Copy the material from the line containing "Please put a point on the truck grille" through its final line, both included, swapping "truck grille" for "radiator grille" and keeping everything else as it is.

--- START OF Input for this task ---

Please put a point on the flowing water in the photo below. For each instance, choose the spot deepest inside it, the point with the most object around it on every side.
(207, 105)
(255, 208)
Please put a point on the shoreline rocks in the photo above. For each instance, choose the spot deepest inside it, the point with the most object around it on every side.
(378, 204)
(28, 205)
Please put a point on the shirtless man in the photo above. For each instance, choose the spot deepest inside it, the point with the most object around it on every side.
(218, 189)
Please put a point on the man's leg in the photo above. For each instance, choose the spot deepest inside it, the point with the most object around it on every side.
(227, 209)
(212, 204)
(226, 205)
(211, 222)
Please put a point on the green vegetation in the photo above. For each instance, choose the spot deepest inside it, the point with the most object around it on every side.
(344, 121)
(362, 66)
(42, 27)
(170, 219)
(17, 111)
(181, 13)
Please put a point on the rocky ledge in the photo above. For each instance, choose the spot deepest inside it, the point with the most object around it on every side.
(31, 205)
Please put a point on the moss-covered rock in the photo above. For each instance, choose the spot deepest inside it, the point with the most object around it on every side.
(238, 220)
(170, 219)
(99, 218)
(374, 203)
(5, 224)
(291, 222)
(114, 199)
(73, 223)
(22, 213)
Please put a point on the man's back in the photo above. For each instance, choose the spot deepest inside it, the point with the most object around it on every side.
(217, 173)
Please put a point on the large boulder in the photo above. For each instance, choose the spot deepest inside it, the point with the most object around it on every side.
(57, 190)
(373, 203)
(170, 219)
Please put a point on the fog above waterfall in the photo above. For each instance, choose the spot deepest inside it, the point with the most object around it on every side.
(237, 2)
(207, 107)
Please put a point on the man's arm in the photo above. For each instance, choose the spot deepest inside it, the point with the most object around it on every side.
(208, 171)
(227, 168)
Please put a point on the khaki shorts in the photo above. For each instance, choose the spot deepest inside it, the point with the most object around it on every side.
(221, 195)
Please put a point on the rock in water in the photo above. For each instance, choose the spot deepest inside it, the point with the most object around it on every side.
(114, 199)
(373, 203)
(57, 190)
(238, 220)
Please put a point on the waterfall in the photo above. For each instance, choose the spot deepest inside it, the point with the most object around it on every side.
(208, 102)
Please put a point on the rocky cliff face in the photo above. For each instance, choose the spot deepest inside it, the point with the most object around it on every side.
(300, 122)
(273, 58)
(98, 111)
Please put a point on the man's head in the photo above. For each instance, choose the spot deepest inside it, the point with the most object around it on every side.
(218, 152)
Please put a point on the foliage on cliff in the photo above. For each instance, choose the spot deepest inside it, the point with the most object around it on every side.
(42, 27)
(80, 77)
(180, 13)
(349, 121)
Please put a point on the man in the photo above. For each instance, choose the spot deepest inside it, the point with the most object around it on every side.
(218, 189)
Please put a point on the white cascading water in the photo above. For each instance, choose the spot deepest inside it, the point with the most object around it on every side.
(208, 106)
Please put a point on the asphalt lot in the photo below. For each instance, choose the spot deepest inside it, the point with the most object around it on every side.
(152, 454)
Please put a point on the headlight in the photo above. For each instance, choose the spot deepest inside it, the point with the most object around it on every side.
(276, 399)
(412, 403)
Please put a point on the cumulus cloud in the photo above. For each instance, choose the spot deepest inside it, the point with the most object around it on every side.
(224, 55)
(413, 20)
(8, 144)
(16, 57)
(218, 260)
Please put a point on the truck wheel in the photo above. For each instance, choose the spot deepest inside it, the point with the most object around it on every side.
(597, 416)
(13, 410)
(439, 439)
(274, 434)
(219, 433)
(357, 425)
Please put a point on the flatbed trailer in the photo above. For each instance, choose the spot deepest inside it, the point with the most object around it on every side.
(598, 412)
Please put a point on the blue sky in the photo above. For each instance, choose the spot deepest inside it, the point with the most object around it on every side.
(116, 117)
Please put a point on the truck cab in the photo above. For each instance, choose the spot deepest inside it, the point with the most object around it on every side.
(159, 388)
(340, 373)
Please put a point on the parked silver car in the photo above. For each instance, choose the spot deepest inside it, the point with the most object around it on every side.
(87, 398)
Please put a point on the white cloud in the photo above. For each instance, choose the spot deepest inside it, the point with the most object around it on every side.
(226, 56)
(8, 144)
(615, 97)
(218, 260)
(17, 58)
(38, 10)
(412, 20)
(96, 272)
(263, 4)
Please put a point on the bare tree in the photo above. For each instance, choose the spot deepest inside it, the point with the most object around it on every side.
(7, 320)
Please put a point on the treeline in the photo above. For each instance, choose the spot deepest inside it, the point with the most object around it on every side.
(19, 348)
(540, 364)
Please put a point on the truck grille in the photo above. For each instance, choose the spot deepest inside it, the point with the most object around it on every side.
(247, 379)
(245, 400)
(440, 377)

--- END OF Input for this task ---

▸ Result of the exercise
Please put a point on the radiator grille in the photo above. For each instance, choose the spot deepest inside it, the point with the most object around it on every side.
(247, 379)
(245, 400)
(440, 377)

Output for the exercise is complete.